**TEXTO FORNECIDO:**
----------------------------------------

FISSURAS
A
parede era robusta, aparentemente inabalável.
Suportava
ventos fortes e chuva intensa há anos.
Fazia
parte de uma grande fortaleza, a qual ninguém arriscava atacar porque parecia
ser intransponível.
No
entanto, na sua face sul, onde o sol raramente tocava havia uma irregularidade
quase imperceptível.
Era
o resultado da pressa em sua execução ou, quem sabe, do descuido de um dos
executores da obra.
Agora,
porém, isso pouco importava, afinal, aquela muralha estava erigida ali há tempos
e os responsáveis por ela nem mais andavam sobre a terra.
No
entanto, aquela imperfeição ao longo dos anos acabou servindo de depósito
natural da água da chuva e dos detritos trazidos pelo vento.
Aos
poucos a água foi se infiltrando no muro e trilhando um caminho próprio em busca
de uma saída entre as rochas reunidas por espessa argamassa.
Com
o passar do tempo, uma fissura surgiu onde antes havia apenas uma depressão
quase invisível.
Essa
fissura, alimentada pelas águas das chuvas e pelo limo que invadira a parede
úmida e fria, foi se expandindo, até tornar-se uma assustadora rachadura.
Agora,
era vista mesmo à distância, e parecia ameaçar a solidez daquela estrutura.

----------------------------------------

**REGISTROS DE DADOS:**
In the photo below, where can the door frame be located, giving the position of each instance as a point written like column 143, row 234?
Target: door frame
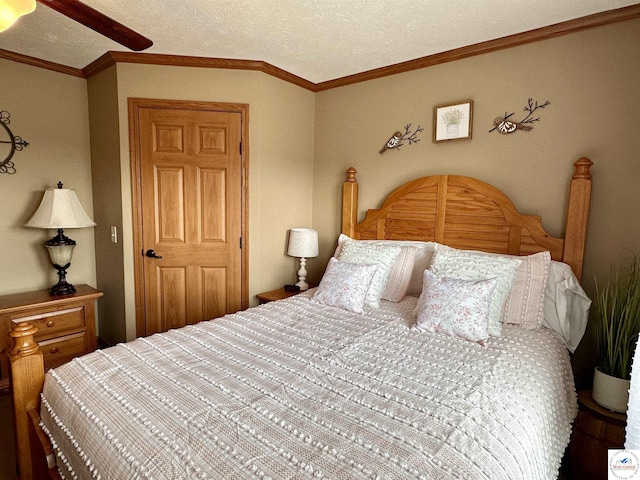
column 134, row 106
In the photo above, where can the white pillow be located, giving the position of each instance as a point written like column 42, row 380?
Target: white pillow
column 455, row 307
column 566, row 307
column 345, row 285
column 422, row 260
column 365, row 254
column 525, row 304
column 471, row 265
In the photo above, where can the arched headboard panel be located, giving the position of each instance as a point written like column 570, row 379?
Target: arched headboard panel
column 469, row 214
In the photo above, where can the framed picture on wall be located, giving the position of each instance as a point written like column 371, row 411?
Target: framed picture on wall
column 452, row 121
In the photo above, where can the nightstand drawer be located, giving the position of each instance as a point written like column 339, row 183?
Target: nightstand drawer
column 60, row 350
column 52, row 324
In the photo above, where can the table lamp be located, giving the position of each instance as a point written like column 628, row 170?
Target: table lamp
column 303, row 244
column 60, row 209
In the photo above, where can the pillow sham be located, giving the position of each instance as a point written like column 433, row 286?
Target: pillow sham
column 383, row 256
column 455, row 307
column 525, row 304
column 566, row 307
column 471, row 265
column 345, row 285
column 422, row 260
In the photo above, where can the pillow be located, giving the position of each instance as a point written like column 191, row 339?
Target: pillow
column 455, row 307
column 566, row 306
column 400, row 275
column 422, row 260
column 471, row 265
column 525, row 304
column 383, row 256
column 345, row 285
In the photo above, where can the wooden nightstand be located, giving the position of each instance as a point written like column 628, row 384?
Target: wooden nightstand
column 595, row 431
column 277, row 294
column 66, row 324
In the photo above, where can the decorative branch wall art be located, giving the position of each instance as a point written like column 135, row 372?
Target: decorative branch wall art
column 504, row 125
column 13, row 144
column 397, row 138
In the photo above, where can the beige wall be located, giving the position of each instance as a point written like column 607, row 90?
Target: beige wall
column 591, row 79
column 107, row 202
column 281, row 119
column 48, row 110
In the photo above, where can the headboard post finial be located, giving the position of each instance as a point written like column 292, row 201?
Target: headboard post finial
column 351, row 175
column 350, row 202
column 582, row 167
column 578, row 216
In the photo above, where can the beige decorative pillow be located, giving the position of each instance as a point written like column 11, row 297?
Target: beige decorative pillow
column 472, row 265
column 421, row 261
column 525, row 304
column 382, row 256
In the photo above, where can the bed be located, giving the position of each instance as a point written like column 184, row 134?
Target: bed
column 326, row 385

----------------------------------------

**TAREFAS DO EXERCÍCIO:**
**a)** No texto sobre a muralha, em que face dela ficava a irregularidade quase imperceptível?
**b)** Continue o texto sobre a muralha a partir da última frase.

**RESPOSTAS:**
**a)** Na face sul, onde o sol raramente tocava.

**b)**
O
tempo corria veloz sem que providência alguma fosse tomada.
A
rachadura já corrompia a parte inferior do muro que, atingida pela umidade,
deteriorava-se a olhos vistos.
Em
uma noite fria, quando o temporal ruidoso e inclemente avançava sobre a praia
próxima, a ventania atingiu a muralha com violência.
A
muralha, que suportara tempos antes ventos ainda mais fortes, desta vez não
resistiu.
Corrompida
pela água, que durante anos deteriorou sua base e parte de seus materiais, a
grande parede cedeu.
Tombou
pesadamente como se estivesse cansada de resistir em vão.
Como
um robusto carvalho se permite um dia tombar depois de tantos anos de majestade,
também aquela murada, traída pela pequena fissura, entregou-se à ação do
tempo.
Uma
simples fissura, decorrente de uma imperfeição aparentemente insignificante,
causou a queda do grande muro.
E
hoje, os que passam ao lado das ruínas daquilo que um dia já foi uma imponente
fortaleza, ignoram que a destruição daquele monumento grandioso iniciou-se com
uma mera e banal rachadura.
*
* *
Assim
também são os vícios humanos.
Hábitos
infelizes, considerados como atitudes corriqueiras e comuns na sociedade, podem
corromper grandes mentes.
Hoje
são apenas "fofoquinhas" a servir de passatempo aos desocupados.
Amanhã
serão mentiras ardilosas a destruir lares e prejudicar vidas.
Hoje
são apenas goles de bebidas alcoólicas para descontrair.
Amanhã
serão drogas ainda mais pesadas a arruinar centros nervosos e lesionar
profundamente os destinos.
Hoje
são pequeninas barganhas para garantir que as crianças obedeçam.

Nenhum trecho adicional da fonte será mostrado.